● Requirement
Copy the entries from the line containing "bamboo fence, every" through the last entry, replacing "bamboo pole" with "bamboo stake" and leaving everything else unchanged.

● Data supplied
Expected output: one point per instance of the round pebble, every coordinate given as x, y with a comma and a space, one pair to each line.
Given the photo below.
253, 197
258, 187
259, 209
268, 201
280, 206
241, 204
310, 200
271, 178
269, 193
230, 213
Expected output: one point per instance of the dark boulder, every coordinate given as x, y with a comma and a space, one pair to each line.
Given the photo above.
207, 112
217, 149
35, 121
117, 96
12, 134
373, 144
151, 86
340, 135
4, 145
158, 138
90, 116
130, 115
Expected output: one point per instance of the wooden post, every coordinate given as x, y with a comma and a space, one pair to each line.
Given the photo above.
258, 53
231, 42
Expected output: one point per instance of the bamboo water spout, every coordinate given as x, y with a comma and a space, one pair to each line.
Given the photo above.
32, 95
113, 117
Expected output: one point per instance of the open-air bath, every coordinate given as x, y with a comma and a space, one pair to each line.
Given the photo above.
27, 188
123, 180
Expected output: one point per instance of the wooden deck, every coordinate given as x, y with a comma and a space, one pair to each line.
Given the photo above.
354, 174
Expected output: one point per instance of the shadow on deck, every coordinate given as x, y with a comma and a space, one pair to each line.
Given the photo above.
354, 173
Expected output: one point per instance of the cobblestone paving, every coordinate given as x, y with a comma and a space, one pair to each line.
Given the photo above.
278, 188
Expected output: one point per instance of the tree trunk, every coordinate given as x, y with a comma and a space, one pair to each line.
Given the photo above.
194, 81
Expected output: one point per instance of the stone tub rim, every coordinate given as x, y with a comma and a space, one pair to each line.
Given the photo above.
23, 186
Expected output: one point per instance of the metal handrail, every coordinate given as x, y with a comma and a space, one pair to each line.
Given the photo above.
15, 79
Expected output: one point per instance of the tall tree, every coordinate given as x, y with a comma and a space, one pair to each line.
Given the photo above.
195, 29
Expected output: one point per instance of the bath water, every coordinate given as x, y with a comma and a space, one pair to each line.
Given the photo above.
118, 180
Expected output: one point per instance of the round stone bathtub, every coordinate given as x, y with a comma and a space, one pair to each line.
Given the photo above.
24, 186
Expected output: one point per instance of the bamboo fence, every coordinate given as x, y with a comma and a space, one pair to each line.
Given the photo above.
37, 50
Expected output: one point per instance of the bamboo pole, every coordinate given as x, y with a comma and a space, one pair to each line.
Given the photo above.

● Reply
Expected output: one point per instance of the bamboo fence, every coordinate given as x, y with a comma and a space, one pair to each line.
Given the photo above.
37, 50
Expected output: one point per instance of the bamboo stake, every coordinate given as x, y with a comma and a space, one pair to each line.
Given the photo above.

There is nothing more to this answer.